___ RECORDS SHOWN

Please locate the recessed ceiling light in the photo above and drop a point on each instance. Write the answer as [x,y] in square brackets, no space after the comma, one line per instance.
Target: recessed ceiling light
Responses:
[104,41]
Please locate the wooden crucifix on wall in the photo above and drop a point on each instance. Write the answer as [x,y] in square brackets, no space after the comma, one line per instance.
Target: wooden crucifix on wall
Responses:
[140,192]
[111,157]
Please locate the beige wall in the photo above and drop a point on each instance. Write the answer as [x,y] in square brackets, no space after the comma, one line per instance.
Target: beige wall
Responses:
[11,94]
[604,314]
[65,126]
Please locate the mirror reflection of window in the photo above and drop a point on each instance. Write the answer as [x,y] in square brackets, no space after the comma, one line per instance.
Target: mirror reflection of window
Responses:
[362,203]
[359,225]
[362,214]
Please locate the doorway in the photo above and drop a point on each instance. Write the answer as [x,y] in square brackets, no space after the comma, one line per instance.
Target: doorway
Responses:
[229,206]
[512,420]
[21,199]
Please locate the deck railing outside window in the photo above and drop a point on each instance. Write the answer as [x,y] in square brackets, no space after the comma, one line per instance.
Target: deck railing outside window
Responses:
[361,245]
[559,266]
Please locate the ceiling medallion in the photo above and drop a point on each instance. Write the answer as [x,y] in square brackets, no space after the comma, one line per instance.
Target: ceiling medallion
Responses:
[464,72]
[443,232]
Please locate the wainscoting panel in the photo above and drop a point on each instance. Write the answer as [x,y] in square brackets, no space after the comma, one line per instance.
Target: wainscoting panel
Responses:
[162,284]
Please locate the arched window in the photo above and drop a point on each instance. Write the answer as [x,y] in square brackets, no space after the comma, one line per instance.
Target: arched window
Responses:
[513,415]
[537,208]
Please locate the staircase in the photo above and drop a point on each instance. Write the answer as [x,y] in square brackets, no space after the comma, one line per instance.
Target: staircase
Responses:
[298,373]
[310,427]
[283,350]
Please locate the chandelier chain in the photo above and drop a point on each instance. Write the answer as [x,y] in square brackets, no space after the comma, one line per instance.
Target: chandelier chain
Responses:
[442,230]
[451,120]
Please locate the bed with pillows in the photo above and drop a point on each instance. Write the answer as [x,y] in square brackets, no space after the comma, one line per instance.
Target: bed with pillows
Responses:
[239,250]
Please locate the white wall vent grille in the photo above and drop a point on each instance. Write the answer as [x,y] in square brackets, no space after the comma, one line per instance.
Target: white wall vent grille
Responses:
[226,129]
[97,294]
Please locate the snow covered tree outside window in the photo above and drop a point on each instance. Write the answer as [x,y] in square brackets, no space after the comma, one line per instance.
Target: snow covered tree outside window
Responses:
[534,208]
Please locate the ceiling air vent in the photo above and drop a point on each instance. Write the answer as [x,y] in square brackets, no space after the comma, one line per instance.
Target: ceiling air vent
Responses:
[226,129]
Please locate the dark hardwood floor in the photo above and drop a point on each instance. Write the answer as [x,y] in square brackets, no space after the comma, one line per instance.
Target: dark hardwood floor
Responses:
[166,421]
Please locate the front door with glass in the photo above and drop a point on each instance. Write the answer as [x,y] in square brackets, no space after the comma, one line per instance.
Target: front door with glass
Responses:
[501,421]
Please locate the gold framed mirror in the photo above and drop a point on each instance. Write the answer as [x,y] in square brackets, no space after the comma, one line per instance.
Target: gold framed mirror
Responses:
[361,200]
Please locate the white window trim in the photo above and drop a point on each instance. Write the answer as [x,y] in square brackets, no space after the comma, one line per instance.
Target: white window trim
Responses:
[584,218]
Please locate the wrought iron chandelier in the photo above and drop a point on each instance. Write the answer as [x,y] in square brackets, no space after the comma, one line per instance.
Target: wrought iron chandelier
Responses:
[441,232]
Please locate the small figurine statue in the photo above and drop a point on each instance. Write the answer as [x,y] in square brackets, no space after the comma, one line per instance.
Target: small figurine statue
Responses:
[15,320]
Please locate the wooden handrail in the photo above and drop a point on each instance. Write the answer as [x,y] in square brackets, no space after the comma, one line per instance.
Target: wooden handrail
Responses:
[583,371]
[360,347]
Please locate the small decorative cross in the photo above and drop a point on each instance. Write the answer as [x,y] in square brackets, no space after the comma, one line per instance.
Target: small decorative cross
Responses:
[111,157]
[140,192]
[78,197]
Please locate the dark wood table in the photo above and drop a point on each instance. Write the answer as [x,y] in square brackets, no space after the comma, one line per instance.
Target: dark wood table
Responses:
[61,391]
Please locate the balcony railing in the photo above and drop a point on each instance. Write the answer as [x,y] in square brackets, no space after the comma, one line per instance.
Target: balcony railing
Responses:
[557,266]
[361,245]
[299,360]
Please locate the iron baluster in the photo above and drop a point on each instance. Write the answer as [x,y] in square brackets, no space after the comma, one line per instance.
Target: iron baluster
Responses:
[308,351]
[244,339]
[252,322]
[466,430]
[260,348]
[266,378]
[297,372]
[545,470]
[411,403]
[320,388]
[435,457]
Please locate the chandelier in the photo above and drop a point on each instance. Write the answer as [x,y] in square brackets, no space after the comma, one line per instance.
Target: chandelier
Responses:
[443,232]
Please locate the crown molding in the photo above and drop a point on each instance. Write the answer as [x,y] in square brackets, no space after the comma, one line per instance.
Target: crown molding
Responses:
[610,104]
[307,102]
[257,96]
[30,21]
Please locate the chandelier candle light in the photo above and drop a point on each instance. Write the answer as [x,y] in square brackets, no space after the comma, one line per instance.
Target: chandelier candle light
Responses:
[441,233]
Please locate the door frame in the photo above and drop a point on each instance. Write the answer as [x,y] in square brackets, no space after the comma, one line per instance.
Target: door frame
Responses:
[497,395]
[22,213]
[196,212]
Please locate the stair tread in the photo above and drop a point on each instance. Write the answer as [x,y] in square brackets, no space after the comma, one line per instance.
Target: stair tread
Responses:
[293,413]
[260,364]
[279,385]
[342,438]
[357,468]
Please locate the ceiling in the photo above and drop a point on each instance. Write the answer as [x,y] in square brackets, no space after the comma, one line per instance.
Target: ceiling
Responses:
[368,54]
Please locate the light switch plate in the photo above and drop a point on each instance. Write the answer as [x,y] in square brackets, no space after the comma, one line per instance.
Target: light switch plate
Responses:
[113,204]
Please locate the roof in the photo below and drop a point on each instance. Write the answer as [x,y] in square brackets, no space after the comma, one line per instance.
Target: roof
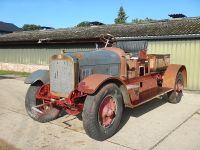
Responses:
[8,27]
[165,28]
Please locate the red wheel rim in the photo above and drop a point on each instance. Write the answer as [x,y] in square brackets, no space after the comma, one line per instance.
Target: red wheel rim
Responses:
[179,87]
[107,111]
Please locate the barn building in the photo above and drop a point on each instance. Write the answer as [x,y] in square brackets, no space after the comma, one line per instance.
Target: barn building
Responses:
[30,50]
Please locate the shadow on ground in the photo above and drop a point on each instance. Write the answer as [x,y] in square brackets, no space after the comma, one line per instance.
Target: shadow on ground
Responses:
[7,77]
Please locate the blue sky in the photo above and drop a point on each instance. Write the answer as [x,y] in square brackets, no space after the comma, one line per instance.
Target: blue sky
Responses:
[68,13]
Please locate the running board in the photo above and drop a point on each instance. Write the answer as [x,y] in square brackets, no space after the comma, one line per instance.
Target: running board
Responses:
[144,96]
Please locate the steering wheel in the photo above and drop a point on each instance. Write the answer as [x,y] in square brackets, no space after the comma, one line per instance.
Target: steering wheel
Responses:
[107,39]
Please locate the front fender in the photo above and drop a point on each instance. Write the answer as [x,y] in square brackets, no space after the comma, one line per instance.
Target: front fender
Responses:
[39,75]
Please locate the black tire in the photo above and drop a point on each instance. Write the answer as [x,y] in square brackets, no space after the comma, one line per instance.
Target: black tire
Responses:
[173,97]
[90,115]
[30,101]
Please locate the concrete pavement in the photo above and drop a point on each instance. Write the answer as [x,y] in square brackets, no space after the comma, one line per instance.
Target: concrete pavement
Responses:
[154,125]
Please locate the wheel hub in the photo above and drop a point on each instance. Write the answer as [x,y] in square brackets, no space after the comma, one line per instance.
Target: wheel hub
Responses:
[107,111]
[179,87]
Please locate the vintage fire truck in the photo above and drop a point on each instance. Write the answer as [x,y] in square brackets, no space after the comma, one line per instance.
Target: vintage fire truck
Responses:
[99,84]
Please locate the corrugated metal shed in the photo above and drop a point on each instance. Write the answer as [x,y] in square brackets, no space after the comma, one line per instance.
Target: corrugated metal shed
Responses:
[35,55]
[186,52]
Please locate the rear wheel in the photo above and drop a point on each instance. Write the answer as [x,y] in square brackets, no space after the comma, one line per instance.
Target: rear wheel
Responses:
[176,95]
[102,112]
[40,114]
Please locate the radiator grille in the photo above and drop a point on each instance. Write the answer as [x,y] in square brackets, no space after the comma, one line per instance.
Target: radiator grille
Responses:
[62,77]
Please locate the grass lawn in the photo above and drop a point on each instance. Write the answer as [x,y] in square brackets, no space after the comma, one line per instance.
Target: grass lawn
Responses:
[6,72]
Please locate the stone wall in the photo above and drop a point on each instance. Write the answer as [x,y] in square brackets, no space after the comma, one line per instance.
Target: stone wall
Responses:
[21,67]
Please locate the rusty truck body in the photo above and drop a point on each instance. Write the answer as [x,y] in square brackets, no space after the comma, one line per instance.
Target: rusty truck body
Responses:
[99,84]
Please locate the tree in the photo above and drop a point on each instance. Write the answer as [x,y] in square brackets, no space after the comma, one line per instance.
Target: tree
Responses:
[30,27]
[146,20]
[121,18]
[84,24]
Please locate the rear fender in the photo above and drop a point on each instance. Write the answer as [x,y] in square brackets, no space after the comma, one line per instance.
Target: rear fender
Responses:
[39,75]
[93,83]
[170,74]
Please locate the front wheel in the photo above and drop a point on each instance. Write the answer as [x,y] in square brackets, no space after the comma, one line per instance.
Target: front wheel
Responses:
[42,114]
[102,112]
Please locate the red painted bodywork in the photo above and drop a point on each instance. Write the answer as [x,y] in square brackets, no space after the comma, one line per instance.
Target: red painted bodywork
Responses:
[142,87]
[69,104]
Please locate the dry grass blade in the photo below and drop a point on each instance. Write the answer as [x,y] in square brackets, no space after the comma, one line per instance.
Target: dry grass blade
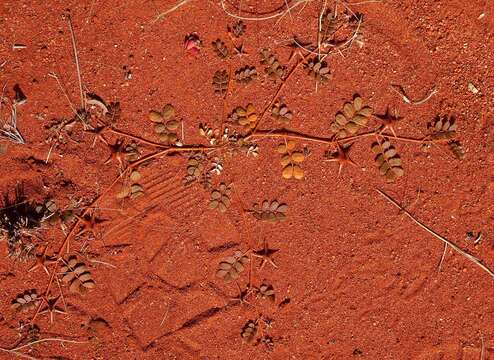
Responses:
[231,267]
[178,5]
[387,160]
[76,58]
[433,233]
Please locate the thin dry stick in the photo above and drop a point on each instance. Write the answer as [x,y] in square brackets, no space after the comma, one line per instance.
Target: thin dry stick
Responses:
[165,315]
[76,57]
[399,90]
[172,9]
[137,138]
[17,353]
[48,340]
[273,99]
[278,14]
[442,258]
[443,239]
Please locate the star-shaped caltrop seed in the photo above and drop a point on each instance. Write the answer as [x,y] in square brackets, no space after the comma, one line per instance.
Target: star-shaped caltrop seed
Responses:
[42,260]
[51,307]
[266,254]
[389,121]
[239,50]
[342,157]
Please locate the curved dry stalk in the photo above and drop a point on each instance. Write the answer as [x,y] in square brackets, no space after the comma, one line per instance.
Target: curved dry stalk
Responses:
[273,99]
[137,138]
[433,233]
[277,14]
[172,9]
[283,133]
[48,340]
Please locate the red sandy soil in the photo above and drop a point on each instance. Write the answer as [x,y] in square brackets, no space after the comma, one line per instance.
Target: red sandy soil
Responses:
[361,277]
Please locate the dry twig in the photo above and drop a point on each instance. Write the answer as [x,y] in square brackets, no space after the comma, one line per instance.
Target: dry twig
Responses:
[433,233]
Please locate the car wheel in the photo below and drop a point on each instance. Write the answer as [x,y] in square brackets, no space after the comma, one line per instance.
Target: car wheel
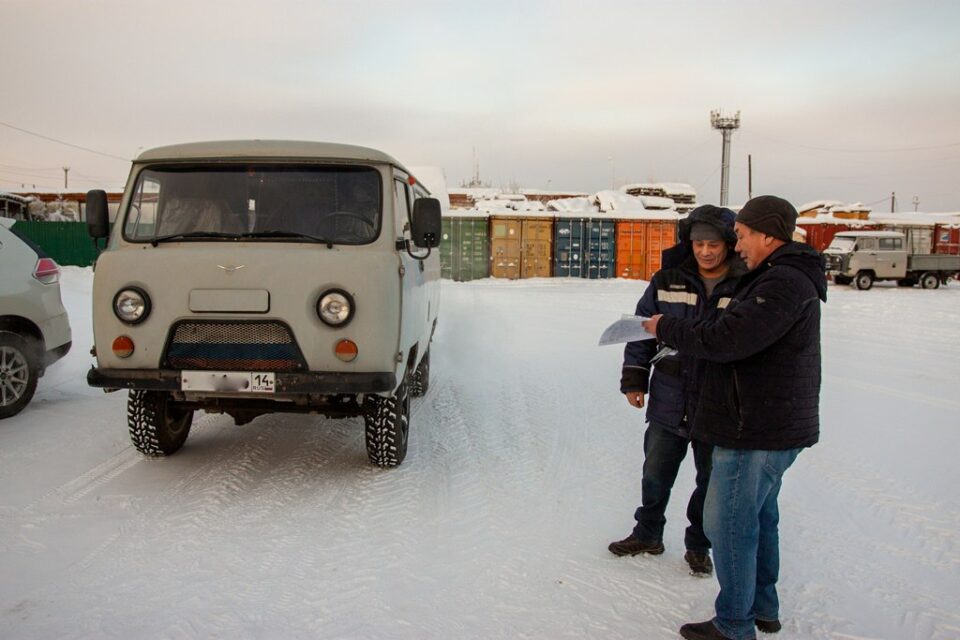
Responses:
[157,426]
[387,427]
[420,382]
[929,280]
[18,373]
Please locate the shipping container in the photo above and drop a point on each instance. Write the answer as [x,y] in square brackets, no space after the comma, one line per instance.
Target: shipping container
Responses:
[584,248]
[639,245]
[465,248]
[66,242]
[521,246]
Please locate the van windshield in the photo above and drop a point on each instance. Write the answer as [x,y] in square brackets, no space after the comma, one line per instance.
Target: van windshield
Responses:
[842,244]
[335,204]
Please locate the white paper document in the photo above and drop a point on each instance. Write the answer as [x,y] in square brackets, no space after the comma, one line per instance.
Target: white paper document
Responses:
[626,329]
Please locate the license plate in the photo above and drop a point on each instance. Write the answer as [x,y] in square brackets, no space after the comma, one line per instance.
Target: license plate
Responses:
[229,381]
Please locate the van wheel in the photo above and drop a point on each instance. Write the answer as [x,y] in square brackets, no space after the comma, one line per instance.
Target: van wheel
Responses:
[420,382]
[157,426]
[387,422]
[929,280]
[18,373]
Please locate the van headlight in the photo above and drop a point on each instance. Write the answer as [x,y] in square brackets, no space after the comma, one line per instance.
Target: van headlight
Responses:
[132,305]
[335,308]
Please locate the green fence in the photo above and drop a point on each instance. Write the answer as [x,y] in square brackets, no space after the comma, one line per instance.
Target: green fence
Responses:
[65,242]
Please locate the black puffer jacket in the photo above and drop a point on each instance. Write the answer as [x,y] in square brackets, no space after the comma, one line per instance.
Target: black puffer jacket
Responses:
[761,387]
[678,290]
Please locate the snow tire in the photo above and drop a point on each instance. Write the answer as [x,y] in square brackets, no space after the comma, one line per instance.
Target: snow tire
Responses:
[18,373]
[157,426]
[420,382]
[929,280]
[387,427]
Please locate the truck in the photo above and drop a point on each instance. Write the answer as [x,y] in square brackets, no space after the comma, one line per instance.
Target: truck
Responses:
[865,257]
[266,276]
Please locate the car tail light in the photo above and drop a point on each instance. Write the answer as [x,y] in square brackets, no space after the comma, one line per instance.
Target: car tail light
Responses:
[46,271]
[123,346]
[346,350]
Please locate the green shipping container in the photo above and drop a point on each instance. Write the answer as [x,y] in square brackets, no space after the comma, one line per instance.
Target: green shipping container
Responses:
[464,248]
[66,242]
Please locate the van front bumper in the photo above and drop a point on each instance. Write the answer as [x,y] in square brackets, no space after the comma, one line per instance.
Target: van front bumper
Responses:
[310,382]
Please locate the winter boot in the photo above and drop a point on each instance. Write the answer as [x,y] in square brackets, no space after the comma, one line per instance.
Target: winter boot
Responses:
[700,563]
[768,626]
[702,631]
[631,546]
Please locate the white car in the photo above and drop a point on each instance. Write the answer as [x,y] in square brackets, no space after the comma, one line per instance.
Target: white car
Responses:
[34,328]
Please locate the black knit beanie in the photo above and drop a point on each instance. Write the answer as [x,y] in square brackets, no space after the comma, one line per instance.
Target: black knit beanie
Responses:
[770,215]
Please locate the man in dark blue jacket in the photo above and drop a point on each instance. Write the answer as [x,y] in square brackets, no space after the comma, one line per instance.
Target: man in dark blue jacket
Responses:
[700,274]
[759,407]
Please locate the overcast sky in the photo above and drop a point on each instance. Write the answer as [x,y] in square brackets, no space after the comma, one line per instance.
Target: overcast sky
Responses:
[839,100]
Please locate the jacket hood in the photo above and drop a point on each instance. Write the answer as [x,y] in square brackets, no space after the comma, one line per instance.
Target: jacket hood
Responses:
[805,259]
[720,218]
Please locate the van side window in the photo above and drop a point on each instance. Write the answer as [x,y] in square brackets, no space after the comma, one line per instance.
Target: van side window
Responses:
[143,209]
[401,203]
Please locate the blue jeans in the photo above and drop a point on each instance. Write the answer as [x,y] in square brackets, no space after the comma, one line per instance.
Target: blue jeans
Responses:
[663,452]
[741,518]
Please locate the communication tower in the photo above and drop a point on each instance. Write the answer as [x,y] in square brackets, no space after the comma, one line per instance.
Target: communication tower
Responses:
[726,125]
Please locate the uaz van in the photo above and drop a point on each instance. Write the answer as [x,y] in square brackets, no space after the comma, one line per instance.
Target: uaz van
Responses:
[266,276]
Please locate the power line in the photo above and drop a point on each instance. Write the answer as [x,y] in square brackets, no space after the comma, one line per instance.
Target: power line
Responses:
[836,150]
[68,144]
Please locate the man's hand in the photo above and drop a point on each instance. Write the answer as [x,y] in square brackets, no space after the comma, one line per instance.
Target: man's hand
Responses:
[651,325]
[635,398]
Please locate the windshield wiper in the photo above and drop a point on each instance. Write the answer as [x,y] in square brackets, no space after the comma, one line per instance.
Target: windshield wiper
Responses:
[288,234]
[193,234]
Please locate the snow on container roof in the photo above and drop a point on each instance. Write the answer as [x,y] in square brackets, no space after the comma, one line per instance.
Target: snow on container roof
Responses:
[466,213]
[916,219]
[266,149]
[818,204]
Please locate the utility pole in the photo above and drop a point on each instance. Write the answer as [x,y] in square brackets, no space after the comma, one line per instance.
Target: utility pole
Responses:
[727,125]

______

- **DO THIS**: Write out only the final block of lines, starting at the line with "Please locate the jacket" and running to the end of the material.

- **THE SOLUTION**:
Please locate the jacket hood in the photo above and drop a point on each instance. Write the answer as [x,y] in square brackets, no space after the comma, one line per instance.
Target: jacket hood
Responses:
[805,259]
[720,218]
Please locate the van side window in the photo above and drop a point on each instance. Write the answer as [x,y] in square brackets, no space after the comma, one line per instance.
Target: van side window
Responses:
[143,209]
[401,203]
Please locate the blue jeans in the photo above and drop a point on each instance. Write the answer as [x,y] in square brackets, no space after the comma, one line per instance.
Target: blue jeans
Responses:
[663,452]
[741,518]
Please locate the communication tower in the photo above and drop a point on each instance. Write the answer as [x,y] in square brackets, no space after the comma, one line per instance.
Target: communication tower
Responses:
[726,125]
Please locate the uaz van in the photo above and drop a point on each instance. Write the answer as [x,y] in square brackets, no space after the comma, one line per instance.
Target: uaz van
Responses:
[266,276]
Please locate the power line in the photo above and drop a point on each instance. Write the answer as [x,y] in square brackets, no space after the comma, one line per instance.
Target: power line
Responses:
[836,150]
[68,144]
Please locate the man's hand in the photo above and drop a point on each instance. Write the answer as [x,y] in square brackets, no space after the comma, one line per instance.
Target: man's hand
Responses:
[651,325]
[635,398]
Please locate the windshield wiper in the photo above and drop a point on each instance. Write the answer as [x,y] in square brackets, no space after the comma, one line per instance.
Target: windshield wiper
Responses:
[288,234]
[193,234]
Please locate the snow on container roof in the photo above and drop a point on each instance. Write the answer as [x,y] in square brackets, no space after the comma, one line per instance.
Target: snow on container roof
Responses:
[466,213]
[916,219]
[266,149]
[818,204]
Please locate the utility pole in the photo above and drop a point on each instance. Write the answer as [x,y] in square brackets, no space after the comma, one line per instance.
Target: utility pole
Responses:
[727,125]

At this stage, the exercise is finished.